Here’s something that engineers designing the next generation of
unmanned combat air vehicles may not have considered: A well-placed lightning strike could rewire the plane’s artificially intelligent (AI) brain, transforming the craft into an enemy of the state bent on destroying a major city. Absurd? Maybe. Good plot for a thriller? Evidently: It’s the source of the action in the new movie Stealth, in which an AI-controlled fighter jet turns evil.
Artificial intelligence has returned to the big screen in a big way in recent years, but Hollywood hasn’t offered much new thinking on the subject. Artificial Intelligence: AI (2001) was based on a 30-year-old short story by Brian Aldiss. Bicentennial Man (1999) and I, Robot (2004) grew out of old Isaac Asimov tales. And the AI in Stealth is essentially HAL 9000 from 2001: A Space Odyssey–but with less personality and more missiles at its disposal. Martha Pollack, an AI researcher at the University of Michigan, says this type of story owes more to Godzilla than to real-world research: “An intelligent creature that we can’t understand goes crazy and does evil things.”
I certainly understand that the man-versus-machine bit makes for good thrillers. And that moviegoers embrace stories about Anthropomorphic Robots Who Can Do Everything . . . But Love. The little tear dribbling out of the robotic eye–I get it. My gripe isn’t with the lack of realism so much as the way these films inflate expectations, making actual advances seem mundane. Case in point: Last year’s DARPA Grand Challenge robot-vehicle race. The event took place three years after HAL 9000 was supposed to have been killing astronauts on the way to Jupiter (not to mention 36 years after the movie came out), so I expected more than just a bunch of vehicles eking out a few off-road miles before stalling out or self-destructing. Not only did I want to see the winner cross the finish line, I envisioned it standing up on its rear wheels, taking a bow, and saying something to the effect of: “I’d like to thank all the wonderful humans at Carnegie Mellon. Without them, I wouldn’t be here . . .”
In the past, wild expectations have, when dashed, slowed real-world research. The boom in AI research in the
1980s was fueled in part by science-fiction visions in books and movies, in part by the grand prognostications of early pioneers, plus a little cross-Pacific competition with the Japanese. When it failed to produce anything approximating Robby the Robot, funding dried up, and a period now known in the field as the AI winter set in. It’s unclear whether the chill actually delayed progress–or whether it allowed researchers to step out of the limelight and refocus their efforts to make real advances. Either way, with AI now running our junk-mail filters and gaming consoles, the technology is back.
But not in the form of the do-everything brains beloved by Hollywood. Today’s AI is task-oriented–what Pollack calls “niche intelligences.” One of her projects is designed to track whether an elderly person is taking his medicine, and to prompt him to pop a pill if he forgets. This doesn’t measure up to the
vegetable-dicing, dog-walking NS-5s in I, Robot, but it’s still pretty cool.
Not everyone is convinced that such narrow utility is the ultimate horizon for AI, of course. Pollack says many researchers still dream of the humanlike robot. And if we ever do get to that point, the movies have provided us with a few helpful warnings. For example, fathers will need to keep their eyes peeled for robotic suitors. In Bicentennial Man, unsuspecting parents purchase a household robot for domestic chores, only to have their daughter fall for it. This is an unsettling prospect, but Gigolo Joe, the robotic male prostitute played by Jude Law in AI, is even more frightening. Beyond his superior physical endowments, he’s programmed to always say the right things. That’s hard to compete with. Another rule is to always check your AI for homicidal tendencies. The voice is a particularly good giveaway. If it sounds anything like HAL, it’s either low on batteries, high or evil. And if Stealth is any indication, it’s probably not a good idea to give our AIs too many weapons, either.
My advice: Quit wondering when you’ll have an affordable, brilliant robot slave to run out and get your coffee, and start thanking your spam filter and its more homely intelligence. It won’t answer back today, but my research at the movies convinces me that someday it will.

**Source information**:
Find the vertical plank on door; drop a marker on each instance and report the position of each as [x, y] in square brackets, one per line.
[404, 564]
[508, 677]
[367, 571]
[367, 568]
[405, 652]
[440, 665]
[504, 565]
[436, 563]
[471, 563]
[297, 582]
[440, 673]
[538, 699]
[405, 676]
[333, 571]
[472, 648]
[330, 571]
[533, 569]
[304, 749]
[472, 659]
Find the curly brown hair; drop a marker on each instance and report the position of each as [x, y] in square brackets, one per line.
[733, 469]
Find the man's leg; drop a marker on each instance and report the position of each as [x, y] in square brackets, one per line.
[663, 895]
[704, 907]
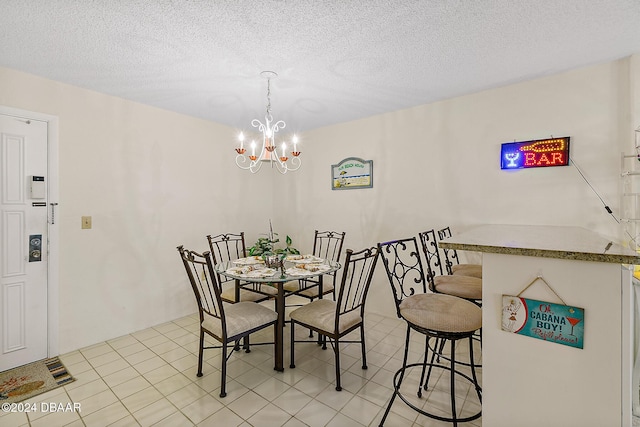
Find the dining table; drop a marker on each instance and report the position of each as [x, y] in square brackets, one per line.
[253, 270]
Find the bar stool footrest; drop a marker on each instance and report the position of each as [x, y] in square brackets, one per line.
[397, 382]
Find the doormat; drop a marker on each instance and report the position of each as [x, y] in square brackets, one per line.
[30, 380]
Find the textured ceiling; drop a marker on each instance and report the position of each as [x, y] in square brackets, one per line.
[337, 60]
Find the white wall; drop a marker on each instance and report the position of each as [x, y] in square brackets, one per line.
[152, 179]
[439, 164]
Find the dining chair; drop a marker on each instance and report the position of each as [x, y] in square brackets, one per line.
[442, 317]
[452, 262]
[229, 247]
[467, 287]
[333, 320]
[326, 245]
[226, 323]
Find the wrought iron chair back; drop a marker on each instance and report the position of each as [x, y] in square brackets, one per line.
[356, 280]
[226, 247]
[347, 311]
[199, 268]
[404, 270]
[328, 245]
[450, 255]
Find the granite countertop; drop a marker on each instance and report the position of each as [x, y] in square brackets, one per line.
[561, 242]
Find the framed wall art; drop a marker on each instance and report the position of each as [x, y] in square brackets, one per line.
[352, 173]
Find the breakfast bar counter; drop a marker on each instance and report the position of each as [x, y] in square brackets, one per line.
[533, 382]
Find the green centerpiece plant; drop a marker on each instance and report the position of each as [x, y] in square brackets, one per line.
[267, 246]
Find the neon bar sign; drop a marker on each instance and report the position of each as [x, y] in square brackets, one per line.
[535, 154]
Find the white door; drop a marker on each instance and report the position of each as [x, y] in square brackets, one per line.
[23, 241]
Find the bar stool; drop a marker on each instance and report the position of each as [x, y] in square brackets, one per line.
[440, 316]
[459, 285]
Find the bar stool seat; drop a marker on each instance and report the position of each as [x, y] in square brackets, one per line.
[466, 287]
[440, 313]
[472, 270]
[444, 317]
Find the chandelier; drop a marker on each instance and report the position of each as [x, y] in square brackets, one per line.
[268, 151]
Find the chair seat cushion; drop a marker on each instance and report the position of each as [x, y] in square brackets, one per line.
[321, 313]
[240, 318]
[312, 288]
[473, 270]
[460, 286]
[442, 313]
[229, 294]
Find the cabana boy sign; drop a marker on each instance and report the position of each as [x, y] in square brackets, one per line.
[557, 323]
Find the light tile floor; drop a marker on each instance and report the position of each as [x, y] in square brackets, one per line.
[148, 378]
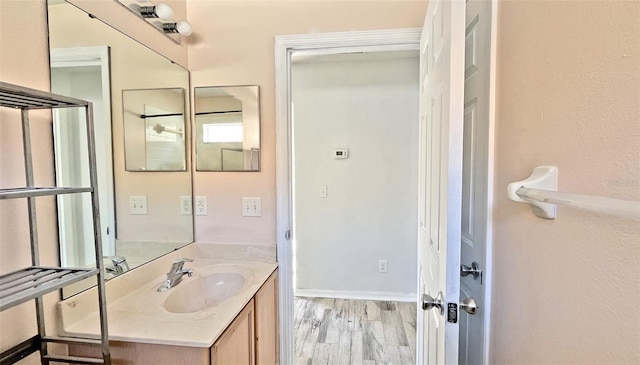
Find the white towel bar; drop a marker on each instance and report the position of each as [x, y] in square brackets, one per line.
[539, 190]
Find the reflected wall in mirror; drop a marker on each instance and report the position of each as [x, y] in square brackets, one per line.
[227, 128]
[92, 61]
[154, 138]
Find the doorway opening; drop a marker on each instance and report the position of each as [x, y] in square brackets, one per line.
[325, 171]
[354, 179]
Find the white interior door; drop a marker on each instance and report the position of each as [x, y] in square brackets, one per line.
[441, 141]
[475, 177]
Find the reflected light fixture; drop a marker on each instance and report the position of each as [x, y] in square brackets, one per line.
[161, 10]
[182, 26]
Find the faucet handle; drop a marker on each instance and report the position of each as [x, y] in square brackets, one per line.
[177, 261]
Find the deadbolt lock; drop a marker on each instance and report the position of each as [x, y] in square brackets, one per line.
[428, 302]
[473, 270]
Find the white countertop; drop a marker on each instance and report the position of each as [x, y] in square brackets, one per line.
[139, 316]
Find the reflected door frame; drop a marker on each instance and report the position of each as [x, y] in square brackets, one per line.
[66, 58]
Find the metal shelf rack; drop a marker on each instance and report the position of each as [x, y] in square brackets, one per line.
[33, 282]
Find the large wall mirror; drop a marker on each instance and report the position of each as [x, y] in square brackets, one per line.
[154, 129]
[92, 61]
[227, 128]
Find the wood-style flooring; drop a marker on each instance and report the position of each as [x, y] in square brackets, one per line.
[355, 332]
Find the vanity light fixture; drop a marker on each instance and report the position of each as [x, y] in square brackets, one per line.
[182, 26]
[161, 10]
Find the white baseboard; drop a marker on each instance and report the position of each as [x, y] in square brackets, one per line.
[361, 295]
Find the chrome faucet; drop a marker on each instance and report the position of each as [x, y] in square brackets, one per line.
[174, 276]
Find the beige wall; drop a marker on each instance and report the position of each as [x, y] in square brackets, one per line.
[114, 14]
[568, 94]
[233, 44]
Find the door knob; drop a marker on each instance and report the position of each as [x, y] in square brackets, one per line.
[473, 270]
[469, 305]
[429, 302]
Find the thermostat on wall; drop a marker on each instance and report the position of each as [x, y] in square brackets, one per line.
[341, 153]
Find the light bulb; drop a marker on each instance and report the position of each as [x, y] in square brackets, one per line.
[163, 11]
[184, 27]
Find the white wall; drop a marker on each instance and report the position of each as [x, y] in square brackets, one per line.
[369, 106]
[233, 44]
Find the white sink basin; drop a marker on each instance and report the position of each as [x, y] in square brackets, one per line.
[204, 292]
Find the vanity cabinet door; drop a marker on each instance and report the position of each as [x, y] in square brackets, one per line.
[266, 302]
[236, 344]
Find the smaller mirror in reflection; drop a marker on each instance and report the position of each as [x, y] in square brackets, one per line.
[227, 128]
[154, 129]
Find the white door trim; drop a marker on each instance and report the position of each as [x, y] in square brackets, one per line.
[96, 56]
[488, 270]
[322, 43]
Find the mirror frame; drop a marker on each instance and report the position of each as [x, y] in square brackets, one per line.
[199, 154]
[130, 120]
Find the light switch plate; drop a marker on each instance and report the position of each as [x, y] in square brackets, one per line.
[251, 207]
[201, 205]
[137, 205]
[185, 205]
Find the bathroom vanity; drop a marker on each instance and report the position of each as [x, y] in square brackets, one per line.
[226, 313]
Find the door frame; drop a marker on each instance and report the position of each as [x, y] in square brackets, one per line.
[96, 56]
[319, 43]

---

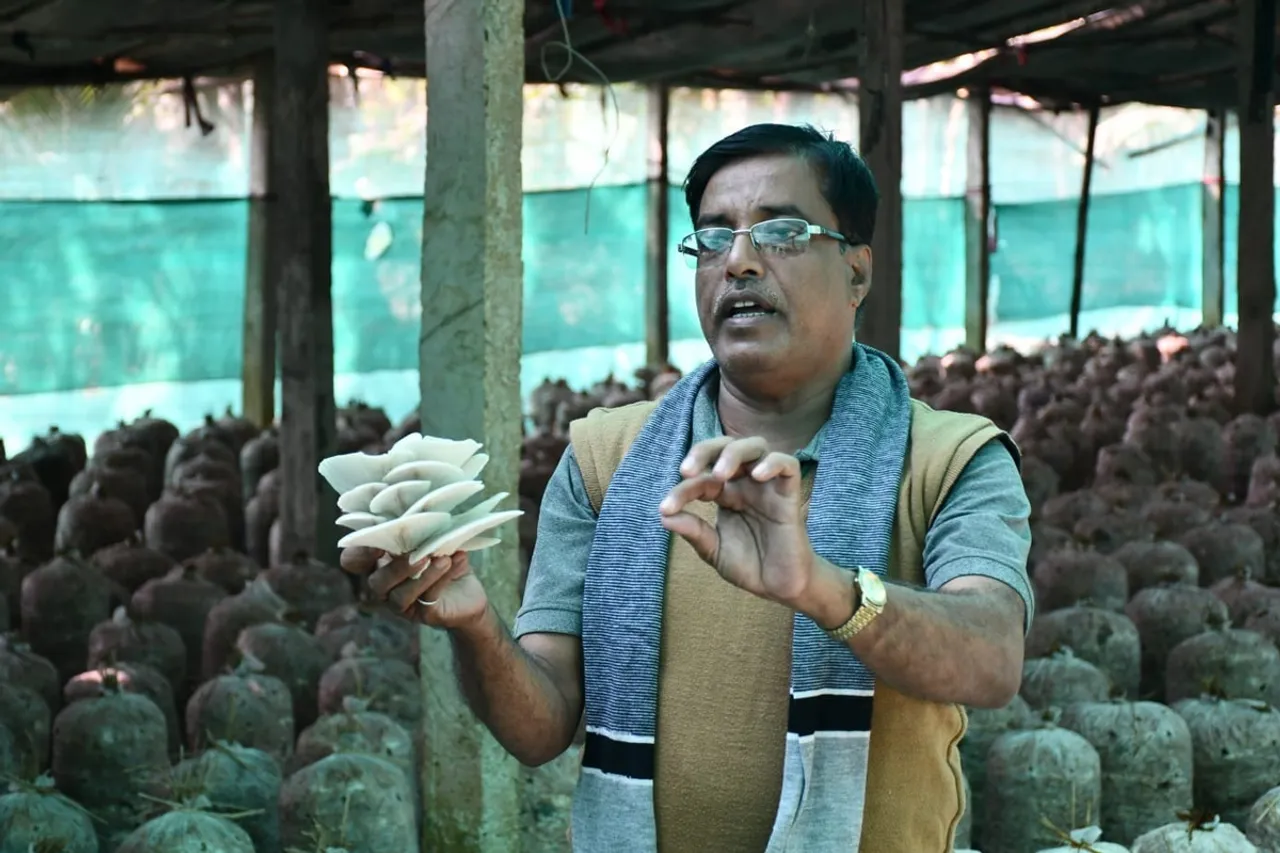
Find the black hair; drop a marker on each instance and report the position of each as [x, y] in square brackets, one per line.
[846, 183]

---

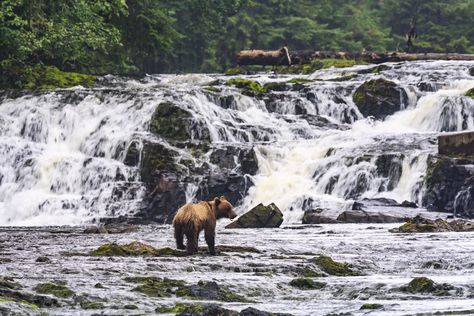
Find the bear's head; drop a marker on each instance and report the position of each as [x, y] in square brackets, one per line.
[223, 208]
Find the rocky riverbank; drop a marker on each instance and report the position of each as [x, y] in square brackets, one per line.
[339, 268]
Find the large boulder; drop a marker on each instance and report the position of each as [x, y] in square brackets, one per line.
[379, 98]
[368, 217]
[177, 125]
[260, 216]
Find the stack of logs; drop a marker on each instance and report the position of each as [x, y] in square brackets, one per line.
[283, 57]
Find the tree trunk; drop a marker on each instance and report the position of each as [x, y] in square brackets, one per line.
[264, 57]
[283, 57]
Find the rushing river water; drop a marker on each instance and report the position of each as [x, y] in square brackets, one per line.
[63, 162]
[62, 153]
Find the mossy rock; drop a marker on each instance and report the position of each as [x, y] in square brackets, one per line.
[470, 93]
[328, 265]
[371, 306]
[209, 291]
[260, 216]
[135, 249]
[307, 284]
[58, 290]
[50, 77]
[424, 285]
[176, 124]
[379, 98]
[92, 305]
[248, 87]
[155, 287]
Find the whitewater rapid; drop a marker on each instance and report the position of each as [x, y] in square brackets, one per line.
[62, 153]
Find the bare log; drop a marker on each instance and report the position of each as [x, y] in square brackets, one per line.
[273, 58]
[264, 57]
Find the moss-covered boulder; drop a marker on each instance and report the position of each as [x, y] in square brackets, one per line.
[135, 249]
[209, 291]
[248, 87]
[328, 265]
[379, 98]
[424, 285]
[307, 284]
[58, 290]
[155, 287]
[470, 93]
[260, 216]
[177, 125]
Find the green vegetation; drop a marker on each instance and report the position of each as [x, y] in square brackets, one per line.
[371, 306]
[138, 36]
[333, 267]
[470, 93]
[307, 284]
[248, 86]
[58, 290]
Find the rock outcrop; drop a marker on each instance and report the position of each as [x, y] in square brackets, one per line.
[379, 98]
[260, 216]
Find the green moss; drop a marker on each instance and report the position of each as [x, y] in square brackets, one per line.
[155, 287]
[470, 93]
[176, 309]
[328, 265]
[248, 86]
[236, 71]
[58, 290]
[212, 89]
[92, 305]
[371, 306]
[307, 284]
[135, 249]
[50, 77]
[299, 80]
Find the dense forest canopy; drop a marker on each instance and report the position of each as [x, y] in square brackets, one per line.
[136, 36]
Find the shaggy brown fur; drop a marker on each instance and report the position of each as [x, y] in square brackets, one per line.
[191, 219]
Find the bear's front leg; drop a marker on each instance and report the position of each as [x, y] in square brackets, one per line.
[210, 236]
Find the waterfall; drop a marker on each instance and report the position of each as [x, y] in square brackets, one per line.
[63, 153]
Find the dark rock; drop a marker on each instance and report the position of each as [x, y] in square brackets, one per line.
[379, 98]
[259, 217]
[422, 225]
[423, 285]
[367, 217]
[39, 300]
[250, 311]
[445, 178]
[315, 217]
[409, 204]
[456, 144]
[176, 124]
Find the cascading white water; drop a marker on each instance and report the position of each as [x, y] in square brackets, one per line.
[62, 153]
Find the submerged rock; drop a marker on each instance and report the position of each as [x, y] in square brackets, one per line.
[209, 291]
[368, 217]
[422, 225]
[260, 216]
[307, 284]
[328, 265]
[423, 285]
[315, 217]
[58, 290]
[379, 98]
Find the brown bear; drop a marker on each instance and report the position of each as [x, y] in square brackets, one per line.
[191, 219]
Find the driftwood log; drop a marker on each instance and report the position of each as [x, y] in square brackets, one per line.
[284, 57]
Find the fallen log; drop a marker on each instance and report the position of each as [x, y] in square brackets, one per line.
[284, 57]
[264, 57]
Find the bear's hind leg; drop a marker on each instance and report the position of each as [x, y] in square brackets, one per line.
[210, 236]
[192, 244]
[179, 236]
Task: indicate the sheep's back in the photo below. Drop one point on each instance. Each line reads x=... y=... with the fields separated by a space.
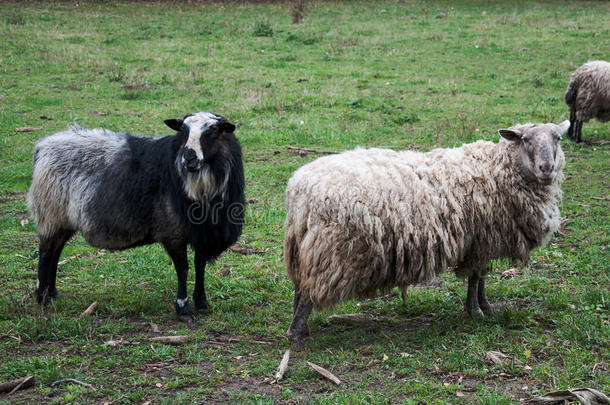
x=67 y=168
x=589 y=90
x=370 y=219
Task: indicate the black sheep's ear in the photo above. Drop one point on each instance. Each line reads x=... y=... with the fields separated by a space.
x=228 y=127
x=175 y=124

**What to work on**:
1 - According to the essay on movie AI, what does Martha Pollack call today's task-oriented AI?
2 - Repeat the stretch of the essay on movie AI from "Here’s something that" through "jet turns evil.".
You won't need the rows for any of this.

**Solutions per task**:
1 - Niche intelligences.

2 -
Here’s something that engineers designing the next generation of
unmanned combat air vehicles may not have considered: A well-placed lightning strike could rewire the plane’s artificially intelligent (AI) brain, transforming the craft into an enemy of the state bent on destroying a major city. Absurd? Maybe. Good plot for a thriller? Evidently: It’s the source of the action in the new movie Stealth, in which an AI-controlled fighter jet turns evil.